Rewrite the stretch of the data from the line containing "the white cloud" through the line containing "of the large", putting "granite boulder" in place of "large boulder" and leaving everything else unchanged. Give only those lines.

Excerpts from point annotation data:

————

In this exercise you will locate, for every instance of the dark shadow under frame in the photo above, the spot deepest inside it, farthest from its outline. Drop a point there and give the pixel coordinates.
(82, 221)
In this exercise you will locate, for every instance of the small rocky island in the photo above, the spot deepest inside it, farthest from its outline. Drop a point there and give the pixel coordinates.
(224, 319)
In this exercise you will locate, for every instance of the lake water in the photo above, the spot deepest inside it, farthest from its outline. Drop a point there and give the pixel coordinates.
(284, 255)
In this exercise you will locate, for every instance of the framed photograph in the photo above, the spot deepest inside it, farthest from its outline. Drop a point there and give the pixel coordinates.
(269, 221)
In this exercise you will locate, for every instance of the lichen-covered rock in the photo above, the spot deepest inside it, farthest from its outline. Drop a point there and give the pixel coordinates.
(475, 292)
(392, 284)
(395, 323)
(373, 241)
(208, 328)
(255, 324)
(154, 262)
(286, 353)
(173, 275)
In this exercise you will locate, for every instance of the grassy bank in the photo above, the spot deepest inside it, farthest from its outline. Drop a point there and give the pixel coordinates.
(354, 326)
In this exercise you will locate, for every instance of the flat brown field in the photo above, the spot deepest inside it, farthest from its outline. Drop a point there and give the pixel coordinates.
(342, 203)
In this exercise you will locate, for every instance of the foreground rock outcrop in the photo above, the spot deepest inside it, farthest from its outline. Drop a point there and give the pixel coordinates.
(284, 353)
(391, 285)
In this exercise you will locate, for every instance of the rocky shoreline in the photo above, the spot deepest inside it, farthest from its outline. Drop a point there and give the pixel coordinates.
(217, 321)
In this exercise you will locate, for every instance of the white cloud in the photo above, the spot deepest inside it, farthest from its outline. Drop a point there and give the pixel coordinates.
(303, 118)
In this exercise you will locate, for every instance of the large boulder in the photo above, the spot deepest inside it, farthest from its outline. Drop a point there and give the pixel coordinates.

————

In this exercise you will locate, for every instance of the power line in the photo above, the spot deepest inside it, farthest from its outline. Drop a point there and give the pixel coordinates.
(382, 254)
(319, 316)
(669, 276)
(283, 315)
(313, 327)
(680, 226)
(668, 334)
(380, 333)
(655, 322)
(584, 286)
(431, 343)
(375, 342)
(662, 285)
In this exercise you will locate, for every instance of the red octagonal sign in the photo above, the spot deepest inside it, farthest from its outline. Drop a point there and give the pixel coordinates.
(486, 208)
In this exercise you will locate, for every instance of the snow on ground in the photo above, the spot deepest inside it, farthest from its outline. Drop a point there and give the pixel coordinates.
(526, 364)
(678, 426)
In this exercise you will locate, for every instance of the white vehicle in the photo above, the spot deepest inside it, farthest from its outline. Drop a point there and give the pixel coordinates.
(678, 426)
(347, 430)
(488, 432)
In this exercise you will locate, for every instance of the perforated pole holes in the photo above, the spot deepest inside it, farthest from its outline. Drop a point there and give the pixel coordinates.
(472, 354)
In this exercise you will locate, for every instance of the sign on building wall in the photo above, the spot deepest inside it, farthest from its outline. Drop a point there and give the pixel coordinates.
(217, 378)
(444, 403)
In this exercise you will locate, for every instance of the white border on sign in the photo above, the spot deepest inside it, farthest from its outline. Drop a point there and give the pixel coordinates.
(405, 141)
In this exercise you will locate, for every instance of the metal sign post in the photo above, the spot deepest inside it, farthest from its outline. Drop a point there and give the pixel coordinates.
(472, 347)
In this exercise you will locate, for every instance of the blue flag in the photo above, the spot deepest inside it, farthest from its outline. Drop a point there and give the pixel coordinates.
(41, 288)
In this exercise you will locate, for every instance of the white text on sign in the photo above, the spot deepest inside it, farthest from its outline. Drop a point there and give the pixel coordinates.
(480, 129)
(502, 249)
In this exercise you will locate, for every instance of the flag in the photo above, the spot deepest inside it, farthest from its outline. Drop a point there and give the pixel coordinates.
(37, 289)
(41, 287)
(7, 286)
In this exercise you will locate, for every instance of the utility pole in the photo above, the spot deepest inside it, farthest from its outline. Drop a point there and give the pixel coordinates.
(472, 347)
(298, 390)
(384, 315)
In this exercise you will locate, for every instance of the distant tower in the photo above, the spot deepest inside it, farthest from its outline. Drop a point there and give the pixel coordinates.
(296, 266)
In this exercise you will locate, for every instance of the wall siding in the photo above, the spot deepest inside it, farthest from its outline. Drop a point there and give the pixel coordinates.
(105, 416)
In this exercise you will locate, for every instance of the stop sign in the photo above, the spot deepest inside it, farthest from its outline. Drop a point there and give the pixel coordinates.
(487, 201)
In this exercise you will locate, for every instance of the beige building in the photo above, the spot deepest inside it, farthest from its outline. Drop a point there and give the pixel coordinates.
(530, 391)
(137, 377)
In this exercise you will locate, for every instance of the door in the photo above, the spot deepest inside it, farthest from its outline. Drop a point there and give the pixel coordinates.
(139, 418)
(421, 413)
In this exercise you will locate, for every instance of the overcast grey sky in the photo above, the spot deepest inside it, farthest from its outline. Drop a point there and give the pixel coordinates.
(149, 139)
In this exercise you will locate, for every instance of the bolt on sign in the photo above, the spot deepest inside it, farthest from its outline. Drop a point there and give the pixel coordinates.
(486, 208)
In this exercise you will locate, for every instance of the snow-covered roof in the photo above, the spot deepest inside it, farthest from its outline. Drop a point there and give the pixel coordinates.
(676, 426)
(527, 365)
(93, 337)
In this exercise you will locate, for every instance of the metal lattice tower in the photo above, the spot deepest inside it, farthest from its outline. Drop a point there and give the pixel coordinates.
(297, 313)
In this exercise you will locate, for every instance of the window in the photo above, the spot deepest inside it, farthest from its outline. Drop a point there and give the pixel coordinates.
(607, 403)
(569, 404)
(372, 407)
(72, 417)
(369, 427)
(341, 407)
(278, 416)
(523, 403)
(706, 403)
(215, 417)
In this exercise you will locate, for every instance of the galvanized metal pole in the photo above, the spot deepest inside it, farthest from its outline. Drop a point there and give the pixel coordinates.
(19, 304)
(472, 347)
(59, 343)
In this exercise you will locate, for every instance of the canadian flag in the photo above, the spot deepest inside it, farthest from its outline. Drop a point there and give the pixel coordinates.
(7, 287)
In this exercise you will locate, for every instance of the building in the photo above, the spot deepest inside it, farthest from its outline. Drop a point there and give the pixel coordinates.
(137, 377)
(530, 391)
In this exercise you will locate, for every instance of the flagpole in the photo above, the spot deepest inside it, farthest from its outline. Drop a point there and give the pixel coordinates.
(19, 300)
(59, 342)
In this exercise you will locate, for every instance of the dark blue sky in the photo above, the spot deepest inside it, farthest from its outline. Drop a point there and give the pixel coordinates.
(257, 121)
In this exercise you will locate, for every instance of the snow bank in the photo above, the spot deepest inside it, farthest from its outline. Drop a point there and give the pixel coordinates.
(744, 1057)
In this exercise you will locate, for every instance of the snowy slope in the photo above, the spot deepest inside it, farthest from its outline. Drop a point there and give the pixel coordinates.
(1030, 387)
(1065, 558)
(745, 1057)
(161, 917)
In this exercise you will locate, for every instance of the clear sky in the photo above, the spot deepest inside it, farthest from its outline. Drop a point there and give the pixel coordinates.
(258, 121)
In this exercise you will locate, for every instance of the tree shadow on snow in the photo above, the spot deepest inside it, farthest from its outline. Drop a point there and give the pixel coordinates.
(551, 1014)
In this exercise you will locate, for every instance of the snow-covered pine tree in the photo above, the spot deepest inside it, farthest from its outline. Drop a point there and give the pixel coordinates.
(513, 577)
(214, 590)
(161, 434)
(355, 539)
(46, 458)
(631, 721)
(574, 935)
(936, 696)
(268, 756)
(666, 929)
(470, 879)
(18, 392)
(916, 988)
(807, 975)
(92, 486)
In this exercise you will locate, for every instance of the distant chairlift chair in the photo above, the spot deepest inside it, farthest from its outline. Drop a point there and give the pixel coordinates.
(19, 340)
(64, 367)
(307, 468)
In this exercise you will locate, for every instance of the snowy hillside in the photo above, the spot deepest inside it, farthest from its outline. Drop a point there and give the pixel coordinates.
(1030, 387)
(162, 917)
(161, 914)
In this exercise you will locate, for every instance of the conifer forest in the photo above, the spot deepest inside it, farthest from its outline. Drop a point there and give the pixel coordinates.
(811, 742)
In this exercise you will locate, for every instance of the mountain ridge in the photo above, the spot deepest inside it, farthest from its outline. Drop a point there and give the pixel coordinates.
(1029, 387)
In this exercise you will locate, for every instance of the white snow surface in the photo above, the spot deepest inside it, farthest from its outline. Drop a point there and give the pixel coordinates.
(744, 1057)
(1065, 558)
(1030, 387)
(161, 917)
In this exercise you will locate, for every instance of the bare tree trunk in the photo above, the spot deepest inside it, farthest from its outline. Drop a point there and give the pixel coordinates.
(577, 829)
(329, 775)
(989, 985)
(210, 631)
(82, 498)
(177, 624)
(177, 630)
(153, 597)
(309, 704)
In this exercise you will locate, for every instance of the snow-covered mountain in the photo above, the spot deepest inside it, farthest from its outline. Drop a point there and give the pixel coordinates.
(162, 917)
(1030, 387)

————

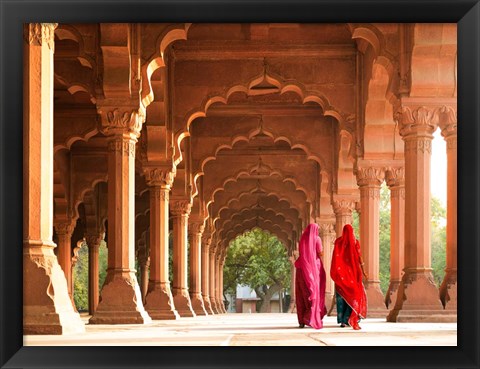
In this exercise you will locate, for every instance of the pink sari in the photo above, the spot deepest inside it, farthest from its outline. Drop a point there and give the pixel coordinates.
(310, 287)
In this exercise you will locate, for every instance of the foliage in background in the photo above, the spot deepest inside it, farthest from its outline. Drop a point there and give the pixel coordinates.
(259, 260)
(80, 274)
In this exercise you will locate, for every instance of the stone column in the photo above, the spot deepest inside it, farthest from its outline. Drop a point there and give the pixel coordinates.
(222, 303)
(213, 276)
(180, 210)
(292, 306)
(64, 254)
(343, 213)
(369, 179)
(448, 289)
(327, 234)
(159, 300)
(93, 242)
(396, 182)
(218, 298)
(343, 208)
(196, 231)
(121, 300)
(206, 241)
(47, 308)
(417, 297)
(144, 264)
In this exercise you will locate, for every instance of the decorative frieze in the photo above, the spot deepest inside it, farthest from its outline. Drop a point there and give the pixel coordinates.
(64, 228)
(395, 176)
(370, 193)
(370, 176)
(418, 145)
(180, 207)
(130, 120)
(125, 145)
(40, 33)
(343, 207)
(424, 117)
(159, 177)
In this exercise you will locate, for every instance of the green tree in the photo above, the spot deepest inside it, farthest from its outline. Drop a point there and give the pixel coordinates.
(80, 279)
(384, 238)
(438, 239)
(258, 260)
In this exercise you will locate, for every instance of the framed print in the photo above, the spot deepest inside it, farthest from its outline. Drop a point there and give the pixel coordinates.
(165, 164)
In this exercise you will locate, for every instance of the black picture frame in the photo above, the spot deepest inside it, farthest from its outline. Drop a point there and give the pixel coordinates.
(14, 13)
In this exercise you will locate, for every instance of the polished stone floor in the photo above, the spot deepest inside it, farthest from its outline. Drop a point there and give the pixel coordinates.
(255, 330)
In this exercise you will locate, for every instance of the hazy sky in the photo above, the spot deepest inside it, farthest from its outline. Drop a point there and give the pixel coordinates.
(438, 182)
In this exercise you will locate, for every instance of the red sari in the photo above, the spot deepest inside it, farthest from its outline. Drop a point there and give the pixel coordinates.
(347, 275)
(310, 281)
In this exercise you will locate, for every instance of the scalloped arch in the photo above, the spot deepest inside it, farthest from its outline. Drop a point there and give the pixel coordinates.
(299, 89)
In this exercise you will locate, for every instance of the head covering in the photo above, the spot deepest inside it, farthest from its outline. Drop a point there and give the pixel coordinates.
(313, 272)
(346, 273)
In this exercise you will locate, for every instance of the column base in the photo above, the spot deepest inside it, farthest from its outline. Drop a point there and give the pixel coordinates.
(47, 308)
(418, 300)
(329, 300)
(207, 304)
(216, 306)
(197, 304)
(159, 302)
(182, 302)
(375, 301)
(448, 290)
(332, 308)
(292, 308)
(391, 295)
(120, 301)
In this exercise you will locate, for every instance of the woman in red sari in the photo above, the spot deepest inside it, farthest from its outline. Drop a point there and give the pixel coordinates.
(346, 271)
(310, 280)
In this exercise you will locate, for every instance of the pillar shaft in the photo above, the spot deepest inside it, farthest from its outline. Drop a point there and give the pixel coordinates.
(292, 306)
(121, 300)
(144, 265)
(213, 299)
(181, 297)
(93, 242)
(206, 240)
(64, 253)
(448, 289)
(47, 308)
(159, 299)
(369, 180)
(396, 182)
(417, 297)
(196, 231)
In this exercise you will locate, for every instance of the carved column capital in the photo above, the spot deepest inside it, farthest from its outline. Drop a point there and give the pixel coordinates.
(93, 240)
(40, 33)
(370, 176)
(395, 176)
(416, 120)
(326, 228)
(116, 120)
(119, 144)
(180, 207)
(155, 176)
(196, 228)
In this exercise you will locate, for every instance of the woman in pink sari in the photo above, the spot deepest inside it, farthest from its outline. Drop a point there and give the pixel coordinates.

————

* _Response to this exercise_:
In this exercise you will locate, for every instance of the white cloud in the photo above, the spot deepest inside it, farthest from its outline. Drop a point there and give the pixel coordinates.
(303, 118)
In this exercise you will locate, for every instance of the granite boulder in the photo above, the spot deepest inside it, farthest from its outline. Drop a point there and give the pixel coordinates.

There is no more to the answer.